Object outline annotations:
--------------------
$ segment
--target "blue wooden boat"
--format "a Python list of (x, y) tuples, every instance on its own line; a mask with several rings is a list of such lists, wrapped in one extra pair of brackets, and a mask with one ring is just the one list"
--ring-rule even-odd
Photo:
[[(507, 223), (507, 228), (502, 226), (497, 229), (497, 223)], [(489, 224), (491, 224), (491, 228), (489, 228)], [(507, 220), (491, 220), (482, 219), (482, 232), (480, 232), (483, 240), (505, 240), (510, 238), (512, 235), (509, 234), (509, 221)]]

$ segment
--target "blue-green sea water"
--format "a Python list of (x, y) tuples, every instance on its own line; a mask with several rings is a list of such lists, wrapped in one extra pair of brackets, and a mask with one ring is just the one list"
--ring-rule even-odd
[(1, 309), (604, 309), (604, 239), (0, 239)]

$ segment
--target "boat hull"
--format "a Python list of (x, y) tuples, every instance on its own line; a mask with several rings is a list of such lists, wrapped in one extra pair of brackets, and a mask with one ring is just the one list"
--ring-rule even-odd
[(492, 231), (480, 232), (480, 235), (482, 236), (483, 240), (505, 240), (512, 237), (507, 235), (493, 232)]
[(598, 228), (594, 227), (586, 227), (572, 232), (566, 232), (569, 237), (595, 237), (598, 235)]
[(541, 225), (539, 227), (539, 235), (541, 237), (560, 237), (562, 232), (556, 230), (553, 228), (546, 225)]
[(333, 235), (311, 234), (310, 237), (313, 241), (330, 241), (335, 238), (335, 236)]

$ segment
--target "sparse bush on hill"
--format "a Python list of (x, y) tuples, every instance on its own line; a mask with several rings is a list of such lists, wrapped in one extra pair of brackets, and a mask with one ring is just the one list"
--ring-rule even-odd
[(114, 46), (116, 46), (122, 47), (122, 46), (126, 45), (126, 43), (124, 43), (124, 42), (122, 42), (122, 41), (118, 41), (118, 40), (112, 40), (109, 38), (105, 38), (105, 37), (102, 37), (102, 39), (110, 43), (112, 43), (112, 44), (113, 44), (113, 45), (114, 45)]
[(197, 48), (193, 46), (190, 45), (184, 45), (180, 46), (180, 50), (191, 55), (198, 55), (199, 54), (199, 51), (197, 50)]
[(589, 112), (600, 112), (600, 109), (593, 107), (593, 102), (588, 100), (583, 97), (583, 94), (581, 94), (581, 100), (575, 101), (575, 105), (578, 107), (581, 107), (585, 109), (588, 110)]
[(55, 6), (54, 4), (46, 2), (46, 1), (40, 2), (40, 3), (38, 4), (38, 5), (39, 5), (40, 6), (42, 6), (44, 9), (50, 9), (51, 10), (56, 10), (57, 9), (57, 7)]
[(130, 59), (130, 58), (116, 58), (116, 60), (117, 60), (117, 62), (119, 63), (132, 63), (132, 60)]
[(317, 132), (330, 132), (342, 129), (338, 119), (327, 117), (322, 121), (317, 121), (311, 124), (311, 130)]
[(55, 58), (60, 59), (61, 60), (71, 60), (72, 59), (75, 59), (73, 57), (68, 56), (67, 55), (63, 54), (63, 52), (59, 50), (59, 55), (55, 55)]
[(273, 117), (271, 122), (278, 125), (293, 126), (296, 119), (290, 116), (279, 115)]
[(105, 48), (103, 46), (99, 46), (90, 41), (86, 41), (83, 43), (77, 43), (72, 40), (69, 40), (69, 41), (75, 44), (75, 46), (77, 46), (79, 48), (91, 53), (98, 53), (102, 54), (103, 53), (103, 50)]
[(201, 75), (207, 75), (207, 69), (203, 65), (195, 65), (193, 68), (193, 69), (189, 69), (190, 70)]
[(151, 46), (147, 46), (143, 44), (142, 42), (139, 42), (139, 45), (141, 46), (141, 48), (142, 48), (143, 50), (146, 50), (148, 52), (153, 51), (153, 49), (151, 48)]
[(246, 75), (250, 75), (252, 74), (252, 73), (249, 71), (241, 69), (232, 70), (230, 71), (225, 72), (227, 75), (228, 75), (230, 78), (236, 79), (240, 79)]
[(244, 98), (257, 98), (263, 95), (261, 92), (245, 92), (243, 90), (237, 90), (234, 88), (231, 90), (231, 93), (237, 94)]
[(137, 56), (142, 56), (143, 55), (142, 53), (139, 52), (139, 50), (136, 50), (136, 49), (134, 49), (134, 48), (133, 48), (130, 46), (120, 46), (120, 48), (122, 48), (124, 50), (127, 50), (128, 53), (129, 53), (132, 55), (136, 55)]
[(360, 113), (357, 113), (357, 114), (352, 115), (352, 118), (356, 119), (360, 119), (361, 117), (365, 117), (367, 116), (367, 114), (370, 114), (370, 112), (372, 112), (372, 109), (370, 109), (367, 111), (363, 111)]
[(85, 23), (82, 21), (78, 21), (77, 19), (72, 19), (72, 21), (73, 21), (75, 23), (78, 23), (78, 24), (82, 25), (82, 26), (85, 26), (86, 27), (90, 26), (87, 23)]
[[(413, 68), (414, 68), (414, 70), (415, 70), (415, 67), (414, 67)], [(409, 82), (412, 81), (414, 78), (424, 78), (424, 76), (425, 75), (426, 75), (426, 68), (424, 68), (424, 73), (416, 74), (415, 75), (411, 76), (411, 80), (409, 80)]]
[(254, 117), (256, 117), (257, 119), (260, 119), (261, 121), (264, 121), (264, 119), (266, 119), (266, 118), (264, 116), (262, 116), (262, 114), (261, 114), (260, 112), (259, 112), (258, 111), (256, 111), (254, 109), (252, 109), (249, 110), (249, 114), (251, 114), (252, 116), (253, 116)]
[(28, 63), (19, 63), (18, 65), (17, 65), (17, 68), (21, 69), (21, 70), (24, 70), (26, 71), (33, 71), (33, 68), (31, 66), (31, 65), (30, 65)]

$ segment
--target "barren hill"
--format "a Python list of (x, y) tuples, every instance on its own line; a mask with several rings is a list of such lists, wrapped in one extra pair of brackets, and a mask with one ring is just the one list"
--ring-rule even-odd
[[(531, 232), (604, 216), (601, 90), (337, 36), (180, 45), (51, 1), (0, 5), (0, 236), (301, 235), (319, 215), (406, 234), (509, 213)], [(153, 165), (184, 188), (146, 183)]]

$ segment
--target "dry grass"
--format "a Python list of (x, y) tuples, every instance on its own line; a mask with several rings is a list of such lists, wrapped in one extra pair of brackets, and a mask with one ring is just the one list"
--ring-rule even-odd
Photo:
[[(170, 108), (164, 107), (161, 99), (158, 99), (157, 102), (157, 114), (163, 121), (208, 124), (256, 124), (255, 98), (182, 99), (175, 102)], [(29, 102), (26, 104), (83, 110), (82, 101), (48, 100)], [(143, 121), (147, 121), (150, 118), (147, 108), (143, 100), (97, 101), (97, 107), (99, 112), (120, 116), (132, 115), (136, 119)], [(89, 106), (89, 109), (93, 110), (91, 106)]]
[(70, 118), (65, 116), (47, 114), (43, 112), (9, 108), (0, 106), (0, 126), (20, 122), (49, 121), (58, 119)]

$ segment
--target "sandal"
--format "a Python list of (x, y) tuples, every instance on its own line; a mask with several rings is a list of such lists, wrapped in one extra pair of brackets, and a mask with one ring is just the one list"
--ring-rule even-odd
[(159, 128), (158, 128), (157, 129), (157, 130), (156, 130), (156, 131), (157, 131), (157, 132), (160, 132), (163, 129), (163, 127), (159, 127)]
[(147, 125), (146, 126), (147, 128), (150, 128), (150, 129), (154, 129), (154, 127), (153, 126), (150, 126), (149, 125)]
--------------------
Stated goal:
Please return each line of the material above that contains the string "blue", copied unchanged.

Task response:
--target "blue wooden boat"
--target "blue-green sea water"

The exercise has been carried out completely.